* start Information provided *
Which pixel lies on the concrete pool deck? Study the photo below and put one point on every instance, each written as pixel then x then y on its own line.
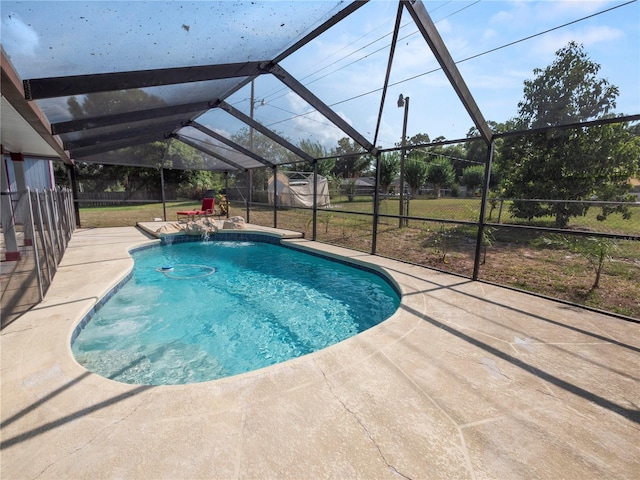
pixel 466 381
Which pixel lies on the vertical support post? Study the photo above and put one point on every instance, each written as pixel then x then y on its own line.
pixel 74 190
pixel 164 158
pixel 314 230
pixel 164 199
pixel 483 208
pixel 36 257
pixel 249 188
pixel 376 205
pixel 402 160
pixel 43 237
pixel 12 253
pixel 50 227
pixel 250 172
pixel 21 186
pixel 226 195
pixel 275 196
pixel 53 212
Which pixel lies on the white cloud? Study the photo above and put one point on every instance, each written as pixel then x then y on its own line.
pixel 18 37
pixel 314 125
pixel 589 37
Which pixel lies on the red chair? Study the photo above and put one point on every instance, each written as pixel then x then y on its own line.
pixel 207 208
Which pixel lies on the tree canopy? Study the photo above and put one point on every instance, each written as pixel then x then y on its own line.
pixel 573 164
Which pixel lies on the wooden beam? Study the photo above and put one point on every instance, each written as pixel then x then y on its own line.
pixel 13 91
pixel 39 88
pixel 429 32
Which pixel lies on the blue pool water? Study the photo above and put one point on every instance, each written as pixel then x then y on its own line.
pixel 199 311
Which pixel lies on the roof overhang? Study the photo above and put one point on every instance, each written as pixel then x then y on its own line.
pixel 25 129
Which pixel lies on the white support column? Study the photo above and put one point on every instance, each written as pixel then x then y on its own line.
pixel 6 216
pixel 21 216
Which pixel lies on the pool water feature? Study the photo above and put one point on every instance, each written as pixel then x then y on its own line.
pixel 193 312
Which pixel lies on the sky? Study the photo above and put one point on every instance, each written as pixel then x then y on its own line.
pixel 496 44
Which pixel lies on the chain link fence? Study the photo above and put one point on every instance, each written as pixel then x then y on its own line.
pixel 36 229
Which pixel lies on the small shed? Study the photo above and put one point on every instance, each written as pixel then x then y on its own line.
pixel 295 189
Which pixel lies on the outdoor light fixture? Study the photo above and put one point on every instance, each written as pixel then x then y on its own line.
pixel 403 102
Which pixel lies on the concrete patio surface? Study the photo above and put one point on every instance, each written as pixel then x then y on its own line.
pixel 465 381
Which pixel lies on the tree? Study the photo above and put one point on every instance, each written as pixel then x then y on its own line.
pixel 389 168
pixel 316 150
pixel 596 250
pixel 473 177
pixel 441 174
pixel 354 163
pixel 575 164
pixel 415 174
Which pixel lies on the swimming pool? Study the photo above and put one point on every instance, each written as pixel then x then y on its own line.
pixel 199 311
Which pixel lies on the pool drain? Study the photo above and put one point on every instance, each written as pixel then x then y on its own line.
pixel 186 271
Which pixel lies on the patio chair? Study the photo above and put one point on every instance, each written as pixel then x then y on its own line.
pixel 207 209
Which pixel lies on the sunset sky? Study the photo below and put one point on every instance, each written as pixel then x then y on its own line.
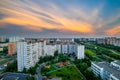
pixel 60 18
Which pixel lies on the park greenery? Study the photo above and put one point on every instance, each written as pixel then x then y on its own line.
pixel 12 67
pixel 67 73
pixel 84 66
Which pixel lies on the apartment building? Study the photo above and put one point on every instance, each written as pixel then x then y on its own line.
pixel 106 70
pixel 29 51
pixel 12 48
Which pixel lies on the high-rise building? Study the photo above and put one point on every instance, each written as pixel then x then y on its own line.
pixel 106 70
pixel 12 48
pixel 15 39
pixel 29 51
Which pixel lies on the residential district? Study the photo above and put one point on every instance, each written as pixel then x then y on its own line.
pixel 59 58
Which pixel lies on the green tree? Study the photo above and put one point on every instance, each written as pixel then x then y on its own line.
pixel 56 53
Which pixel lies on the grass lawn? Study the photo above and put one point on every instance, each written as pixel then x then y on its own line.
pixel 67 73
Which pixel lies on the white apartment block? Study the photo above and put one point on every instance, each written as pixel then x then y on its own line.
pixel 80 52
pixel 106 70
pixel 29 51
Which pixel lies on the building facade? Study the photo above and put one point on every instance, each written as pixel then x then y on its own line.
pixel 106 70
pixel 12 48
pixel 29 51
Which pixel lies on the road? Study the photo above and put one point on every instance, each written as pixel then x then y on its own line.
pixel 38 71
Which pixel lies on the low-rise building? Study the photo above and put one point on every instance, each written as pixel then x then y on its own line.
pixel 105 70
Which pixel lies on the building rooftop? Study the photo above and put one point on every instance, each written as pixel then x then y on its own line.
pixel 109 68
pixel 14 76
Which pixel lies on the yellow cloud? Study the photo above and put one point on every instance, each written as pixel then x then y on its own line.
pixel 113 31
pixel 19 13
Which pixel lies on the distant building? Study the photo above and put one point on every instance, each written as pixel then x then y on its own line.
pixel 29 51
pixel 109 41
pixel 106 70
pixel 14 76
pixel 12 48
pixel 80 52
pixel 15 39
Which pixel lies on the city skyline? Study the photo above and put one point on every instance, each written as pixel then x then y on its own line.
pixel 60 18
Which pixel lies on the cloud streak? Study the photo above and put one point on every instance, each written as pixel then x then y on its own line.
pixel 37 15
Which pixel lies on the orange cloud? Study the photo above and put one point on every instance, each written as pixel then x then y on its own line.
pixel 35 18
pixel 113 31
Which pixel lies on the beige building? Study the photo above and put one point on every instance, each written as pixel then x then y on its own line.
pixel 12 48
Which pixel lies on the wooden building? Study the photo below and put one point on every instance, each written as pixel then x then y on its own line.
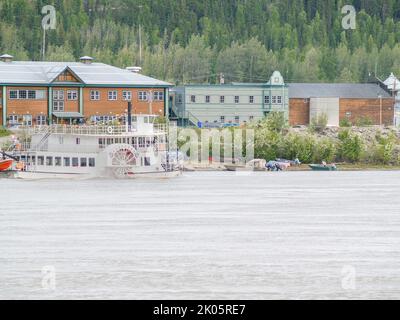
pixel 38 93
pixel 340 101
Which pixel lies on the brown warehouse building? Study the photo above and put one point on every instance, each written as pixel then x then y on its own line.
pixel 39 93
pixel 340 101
* end Information provided *
- **Work instructions**:
Copy out the part of the items that opens with the line containing "Which pixel lies on the swimming" and closes with the line containing "pixel 186 271", swapping "drain" for "grate" and changing nothing else.

- **Response to this task**:
Which pixel lies on the swimming pool? Study the photo above and put one point on every instance, each written as pixel then x then y on its own line.
pixel 199 311
Which pixel lies on the pool grate? Study the photo above and put one point on every instance, each written as pixel then x then y on its own line.
pixel 186 271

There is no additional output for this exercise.